TASK REQUIREMENTS: Pick out and copy every line in the material below that contains the string "each". Case counts.

PROVIDED MATERIAL:
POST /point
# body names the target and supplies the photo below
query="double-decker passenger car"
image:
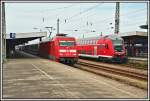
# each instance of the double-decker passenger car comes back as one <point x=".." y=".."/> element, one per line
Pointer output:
<point x="61" y="48"/>
<point x="109" y="47"/>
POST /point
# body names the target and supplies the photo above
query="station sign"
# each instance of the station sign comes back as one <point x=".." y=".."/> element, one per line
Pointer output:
<point x="13" y="35"/>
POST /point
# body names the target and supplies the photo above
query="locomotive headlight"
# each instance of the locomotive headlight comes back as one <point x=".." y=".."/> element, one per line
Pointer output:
<point x="60" y="54"/>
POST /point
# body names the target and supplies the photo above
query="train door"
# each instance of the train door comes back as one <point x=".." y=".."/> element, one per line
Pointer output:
<point x="95" y="50"/>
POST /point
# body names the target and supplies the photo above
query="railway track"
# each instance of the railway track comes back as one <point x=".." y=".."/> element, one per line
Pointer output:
<point x="129" y="76"/>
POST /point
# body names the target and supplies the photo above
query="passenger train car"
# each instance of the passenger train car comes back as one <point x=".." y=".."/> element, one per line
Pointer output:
<point x="105" y="48"/>
<point x="60" y="48"/>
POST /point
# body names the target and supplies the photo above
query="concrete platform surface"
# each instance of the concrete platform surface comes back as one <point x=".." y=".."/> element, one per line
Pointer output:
<point x="28" y="76"/>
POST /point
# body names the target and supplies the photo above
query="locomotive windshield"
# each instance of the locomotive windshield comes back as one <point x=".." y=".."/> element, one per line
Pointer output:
<point x="118" y="45"/>
<point x="66" y="43"/>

SOLUTION FOR THIS TASK:
# each instance of the double-decker passenger car comes back as one <point x=".." y=".."/> element, one per line
# each instance of the station sign comes back as one <point x=".." y=".."/> element, one per line
# each instance of the locomotive headlight comes back as one <point x=".." y=".."/> element, one per line
# each instance of the train door comes back as one <point x=".." y=".."/> element, one per line
# each instance of the railway track comes back as one <point x=".." y=".."/> element, one per line
# each instance of the passenger train car comes back as one <point x=".." y=".."/> element, one per line
# each instance of the concrete platform surface comes back as one <point x=".." y=".."/> element, one per line
# each instance of the locomotive windshield comes back as one <point x=".." y=".."/> element, one per line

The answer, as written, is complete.